This week I took on the task of upgrading a pair of Nortel Ethernet Routing Switch 8600s from 4.1.8.0 to 5.1.1.1 software. I used the opportunity to ‘test’ out the upgrade process and procedure for a much larger site that I will be upgrading next week.

The site that I upgraded has two ERS 8600 switches (dual 8692SF w/Mezz) running 15 VLANs, OSPF, VRRP, IST/SMLT, 15 edge ERS 5520 switches, 150 IP phones, 300 personal computers, printers, etc. It’s a fairly small site but it’s all IP telephony with a CS1000B.

The site that I will be upgrading next week has two ERS 8600 switches (dual 8692SF w/Mezz) running 80 VLANs, OSPF, VRRP, BGP, PIM-SM, IST/SMLT, 36 edge switches/stacks, 50 IP phones, 4000+ personal computers, printers, etc. This site is a much larger site with running a lot more VLANs along with BGP and PIM-SM.

With all the issues I’ve run into these past 12 months regarding the ERS 8600 switch I must admit that I was pleasantly surprised. Nothing blew up, nothing broke (knock on wood), and everything just seemed to work – there’s a surprise. I thought I would share the steps I took and the process I used. I will readily admit that I don’t have any RS blades in my environment so customers with RS blades might want to think twice before upgrading to 5.1.1.1 software (this is based on my discussions with other Nortel customers and their experience with 5.1.1.1 and RS blades).

I’ll also need to follow-up late next week and let everyone know how the larger upgrade went.

How did I do it?

Well I did it remotely but with access to the serial ports of all four CPUs (8692SFw/Mezz). I had to make a few configuration changes before I performed the upgrade, these are outlined in the release notes but I’ll touch on them here.

- Enable System Monitor (JDM, Edit Chassis -> System Flags and then look under “System Monitoring”)
- Reconfigure the SNMPv3 trap hosts with a retry value of 0 (read the release notes!)

I also took the opportunity to enable Jumbo Frame support with the ERS 8600 switch because that configuration change requires a reboot to take effect. (config sys set mtu 9600)

With those configuration changes saved I set out to copy the software up to the primary CPUs and then across to the standby CPUs. I took the extra precaution of copying all the software and configuration files from the FLASH to the PCMCIA card just in case something came up that I need them there.

> [PROVIDED DATA]
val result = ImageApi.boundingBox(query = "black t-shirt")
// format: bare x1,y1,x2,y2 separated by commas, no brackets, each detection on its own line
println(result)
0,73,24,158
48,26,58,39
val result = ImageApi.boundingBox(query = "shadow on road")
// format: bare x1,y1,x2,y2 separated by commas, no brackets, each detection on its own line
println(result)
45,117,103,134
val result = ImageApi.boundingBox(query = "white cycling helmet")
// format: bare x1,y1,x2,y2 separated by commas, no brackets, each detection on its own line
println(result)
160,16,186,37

...

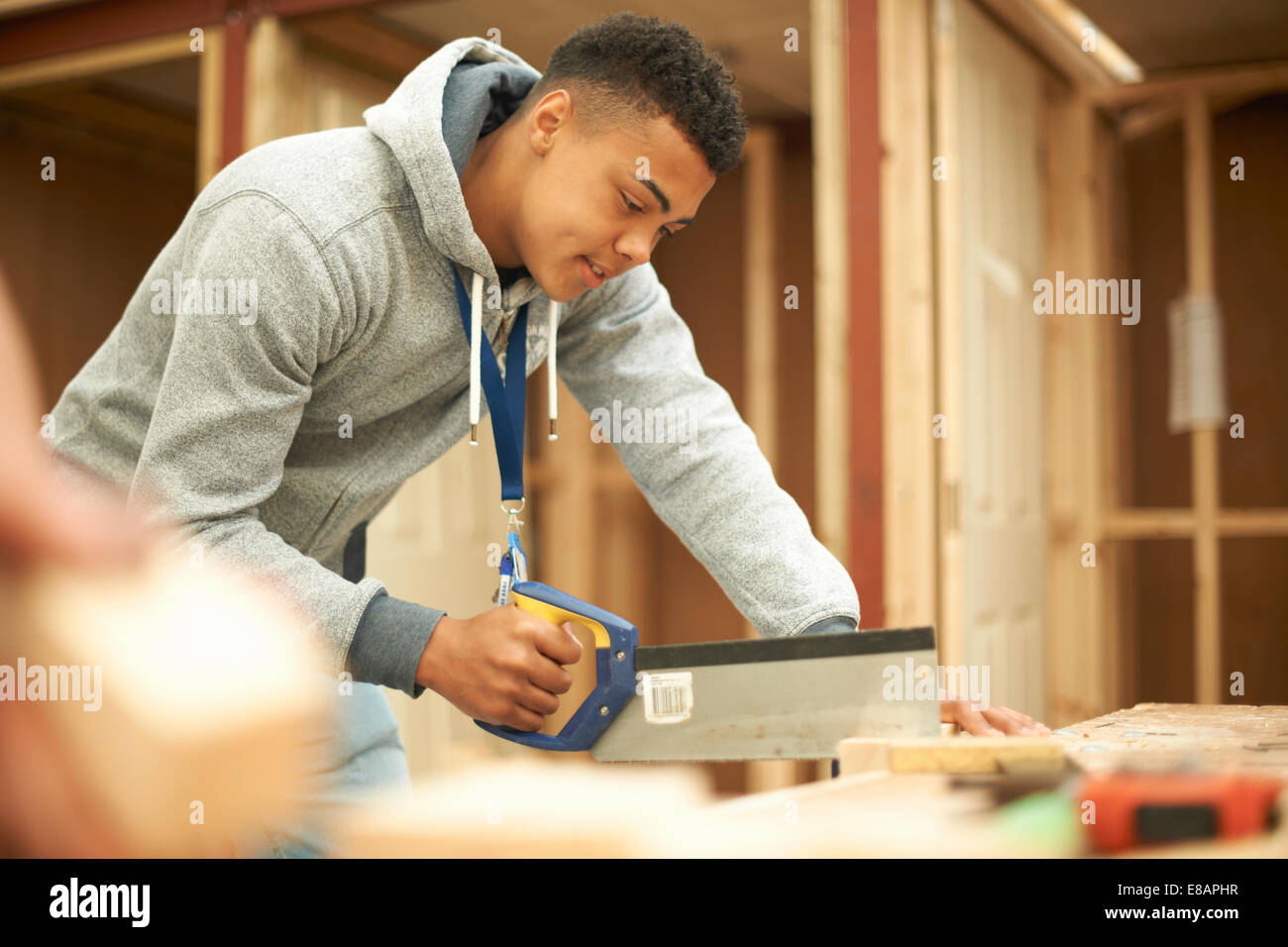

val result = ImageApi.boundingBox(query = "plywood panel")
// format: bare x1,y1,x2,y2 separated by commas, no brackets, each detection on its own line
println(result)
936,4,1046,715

> [TASK REQUIREMENTS]
**a)** How would this sentence from the switch upgrade write-up read in Spanish: "I also took the opportunity to enable Jumbo Frame support with the ERS 8600 switch because that configuration change requires a reboot to take effect."
**b)** Reproduce the part of the switch upgrade write-up starting with "Well I did it" and going on through "need them there.".

> [IN RESPONSE]
**a)** También aproveché la oportunidad para habilitar la compatibilidad con Jumbo Frames en el switch ERS 8600, porque ese cambio de configuración requiere un reinicio para surtir efecto.

**b)**
Well I did it remotely but with access to the serial ports of all four CPUs (8692SFw/Mezz). I had to make a few configuration changes before I performed the upgrade, these are outlined in the release notes but I’ll touch on them here.

- Enable System Monitor (JDM, Edit Chassis -> System Flags and then look under “System Monitoring”)
- Reconfigure the SNMPv3 trap hosts with a retry value of 0 (read the release notes!)

I also took the opportunity to enable Jumbo Frame support with the ERS 8600 switch because that configuration change requires a reboot to take effect. (config sys set mtu 9600)

With those configuration changes saved I set out to copy the software up to the primary CPUs and then across to the standby CPUs. I took the extra precaution of copying all the software and configuration files from the FLASH to the PCMCIA card just in case something came up that I need them there.